__EXERCISE TASK__: Can you rewrite the lines below as a numbered list, leaving out any blank lines?

##### DATA FOR THIS TASK

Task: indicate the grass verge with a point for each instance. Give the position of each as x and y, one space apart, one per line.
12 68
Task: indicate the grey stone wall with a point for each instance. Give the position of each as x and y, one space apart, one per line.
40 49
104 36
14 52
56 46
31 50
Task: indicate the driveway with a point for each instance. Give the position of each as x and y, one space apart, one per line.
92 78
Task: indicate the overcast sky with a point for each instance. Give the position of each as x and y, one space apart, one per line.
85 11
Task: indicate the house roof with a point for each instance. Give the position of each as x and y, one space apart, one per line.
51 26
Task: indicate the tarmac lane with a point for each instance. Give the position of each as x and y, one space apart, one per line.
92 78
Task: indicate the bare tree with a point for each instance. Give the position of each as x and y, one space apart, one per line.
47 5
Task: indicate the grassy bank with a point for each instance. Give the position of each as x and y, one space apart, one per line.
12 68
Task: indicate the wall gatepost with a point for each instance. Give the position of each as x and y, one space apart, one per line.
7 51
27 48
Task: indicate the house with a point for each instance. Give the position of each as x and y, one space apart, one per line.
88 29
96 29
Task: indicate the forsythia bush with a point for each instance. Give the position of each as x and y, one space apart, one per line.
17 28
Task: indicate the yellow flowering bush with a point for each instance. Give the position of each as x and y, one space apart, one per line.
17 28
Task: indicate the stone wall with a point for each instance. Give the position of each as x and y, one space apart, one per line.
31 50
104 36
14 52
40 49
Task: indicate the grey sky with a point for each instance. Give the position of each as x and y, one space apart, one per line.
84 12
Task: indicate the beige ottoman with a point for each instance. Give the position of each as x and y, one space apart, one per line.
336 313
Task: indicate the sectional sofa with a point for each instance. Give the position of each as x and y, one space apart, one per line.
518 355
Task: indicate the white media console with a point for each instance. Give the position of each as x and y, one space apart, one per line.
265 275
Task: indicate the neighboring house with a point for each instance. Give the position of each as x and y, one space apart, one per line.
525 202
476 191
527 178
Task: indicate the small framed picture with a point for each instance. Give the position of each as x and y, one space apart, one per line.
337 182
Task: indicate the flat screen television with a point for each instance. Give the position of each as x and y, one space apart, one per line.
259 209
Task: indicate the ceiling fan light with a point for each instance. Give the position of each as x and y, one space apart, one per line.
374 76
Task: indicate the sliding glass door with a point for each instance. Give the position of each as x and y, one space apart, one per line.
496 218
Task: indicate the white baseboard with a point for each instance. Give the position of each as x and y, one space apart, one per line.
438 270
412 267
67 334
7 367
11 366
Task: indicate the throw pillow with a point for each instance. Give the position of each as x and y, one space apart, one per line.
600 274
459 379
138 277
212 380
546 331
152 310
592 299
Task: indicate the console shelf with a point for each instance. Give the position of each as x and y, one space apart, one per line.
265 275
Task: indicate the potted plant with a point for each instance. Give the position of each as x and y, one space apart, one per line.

##########

__OUTPUT OF THE EXERCISE__:
1. Task: indicate the grass verge with a point for each instance. Give the position of each as x and y, one space apart, one per line.
2. 12 68
3. Task: indicate the grey stone wall with a point for each instance. Give the position of each as x and y, one space apart, one per line.
4. 40 49
5. 104 36
6. 14 52
7. 56 46
8. 31 50
9. Task: indicate the driveway with a point for each instance. Give the position of each as x and y, one space apart, one per line.
10. 92 78
11. Task: indicate the overcast sky with a point for each instance. Give the position of each as x and y, one space apart, one per line.
12. 85 11
13. Task: indicate the house roof with a point for each instance. Give the position of each as x and y, one space apart, one per line.
14. 51 26
15. Task: indicate the tarmac lane with a point for each instance. Give the position of each as x and y, one space apart, one per line.
16. 92 78
17. Task: indicate the bare tree with a point for each instance. Give the position of each as x and y, one space apart, one per line.
18. 47 5
19. Task: indicate the grassy bank with a point for each instance. Give the position of each as x and y, one space apart, one per line.
20. 12 68
21. Task: indicate the wall gatepost with a point for each instance. Give the position of each as x and y, one space apart, one per line.
22. 7 51
23. 27 48
24. Task: indicate the house with a point for each instance. Give the position of each as x and y, one space apart, one per line.
25. 88 29
26. 96 29
27. Task: indicate the forsythia bush with a point for each instance. Give the position of each as x and y, one space apart, one per line.
28. 17 28
29. Task: indicate the yellow flowering bush with a point for each instance. Give the position of each as x and y, one space apart, one per line.
30. 17 28
31. Task: indicate the stone wall with a point for each instance. Give the position of each as x and y, one space apart, one per line.
32. 31 50
33. 104 36
34. 14 52
35. 40 49
36. Task: indicate the grey sky with a point for each instance. Give the position of each as x and y, one space apart, one per line.
37. 84 12
38. Task: indicate the beige ottoman with a point for each instance. Give the position of each as x and y, one space apart, one per line.
39. 336 313
40. Task: indicate the sectional sofa with a point for each instance. Give the position of each as x and y, one space apart, one per line.
41. 518 355
42. Task: indicate the white media console with a point for each instance. Give the position of each as x and y, one space apart, one per line.
43. 265 275
44. Task: indicate the neighboring house with a point for each instance. Give the position of each as x and y, one space apart, one per line.
45. 525 202
46. 476 191
47. 527 178
48. Task: indicate the small framed picture with a point for each instance. Give the position of each as x and y, one space apart, one per line.
49. 337 182
50. Task: indicate the flat screen television with a point for each instance. Give the position of each as x and y, one space apart, one per line.
51. 259 209
52. Task: indicate the ceiling fan light with a point for each instance. Give the position of each as x and y, one space apart, one per line.
53. 374 76
54. Task: indicate the sliding glass door with a point for each instance. Give the position of each as x and y, one space apart, one per line.
55. 496 218
56. Task: indicate the white baseboard with a point for each instance. Give the position of each as x and y, one space apart, one per line.
57. 438 270
58. 412 267
59. 67 334
60. 7 367
61. 11 366
62. Task: indicate the throw pillow with a point for each instance. Give the position of each as x and y, one space apart, one per line.
63. 600 274
64. 459 379
65. 138 277
66. 212 380
67. 546 331
68. 152 310
69. 592 299
70. Task: indicate the console shelf with a point for each instance. Give the position of each as x and y, one space apart, one per line.
71. 265 275
72. Task: indicate the potted plant with a point for each instance. Give the position of each as x and y, one space apart, one per line.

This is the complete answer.